-- Tasks and exercises --
[1] Could you retype the St. Catherine piece word for word, starting at "While it is" and ending at "proof of this."?
[2] Can you extend the piece on St. Catherine of Alexandria with a few more paragraphs that pick up after its last sentence?

-- Source passage --
** start **
ST. CATHERINE of ALEXANDRIA:
Patroness of Philisophers, Maidens and Preachers
d. c. 310: November 25
A Saint Who Never Was
It is almost unbelievable that the feast day of a saint long venerated in the East and one of the most popular saints of the Middle Ages so that she has been a favorite subject of canvases and icons through the ages has been erased from the calendar of the church. This came about as an aftermath of Vatican II, which reformed the universal liturgical calendar by dropping out what they considered in all likelihood to be nonexistent saints.
St. Catherine of Alexandria was one such saint demobilized from active service even if her cult had flourished since as early as the eighth century. Since the church could find little or no evidence to connect her to her supposed adventures in Roman times it was with great reluctance that the church concluded that no such person ever existed. Amazing!
While it is attested that it was Catherine’s voice that was one of the heavenly voices that Joan of Arc supposedly heard encouraging her to defend the faith in France and empowering the peasant maid to defy every authority, there is little historical proof of this.
And yet to this day her reputed “remains” located in a monastery on Mt. Sinai, still annually attracts great numbers of pilgrims to this holy site.
** end **
-- Data provided --
** start **
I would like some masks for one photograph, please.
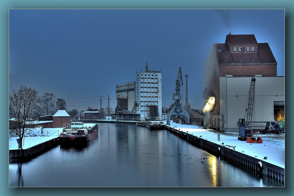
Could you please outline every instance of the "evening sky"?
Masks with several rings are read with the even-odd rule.
[[[206,62],[229,33],[268,43],[285,75],[285,10],[276,9],[9,10],[9,92],[25,85],[53,93],[69,110],[116,107],[116,85],[136,72],[161,71],[162,105],[173,102],[181,67],[191,107],[204,105]],[[248,89],[245,89],[247,91]],[[182,91],[183,90],[183,91]]]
** end **
-- Task results --
[1]
While it is attested that it was Catherine’s voice that was one of the heavenly voices that Joan of Arc supposedly heard encouraging her to defend the faith in France and empowering the peasant maid to defy every authority, there is little historical proof of this.

[2]
Whether she really actually existed or not her story remains till the present day a source of inspiration and she a model of fearless devotion that we can all very well emulate.
According to the legend, which exists in various versions Catherine (Aikaterine) of Alexandria, Egypt was an extremely learned young daughter of a noble family sometime in the third century during the Roman era. It was through her study of philosophy that she became so convinced of the truth of Christianity, that she converted to the faith even if it was illicit at that time and its believers persecuted.
Another version that dates from the late middle ages says that she became a Christian when immediately after her baptism she had a mystical vision of her marrying Christ.
Whatever the reason for her conversion she became an eloquent fearless preacher of the Word of God who by word and example inspired many to be baptized. After Catherine bravely denounced Emperor Maxentius for his persecution of the Christians he had her converts burned to death and had her seized.
At her trial the 18 year old highly educated virgin underwent intense examination by fifty of the leading philosophers of the court. She not only managed to confound them in a religious debate defeating the most eminent scholars in argument but also in fact persuaded all to convert. Consequently they too were burned to death.
As for Catherine because she so impressed the emperor with her beauty and brilliance the Emperor actually tried to persuade her to be his consort if only she would renounce her faith. Only Catherine staunchly declined. She would rather be imprisoned and tortured.
But she put her time behind bars to good use. She befriended the Emperor’s wife and managed to convince her along with many of her household to convert to Christianity. Even her jailer and two hundred of the imperial guards took up the Faith and became Christians.
On the Emperor’s return from a camp inspection he found what had happened and consequently put to death all the new converts including his wife.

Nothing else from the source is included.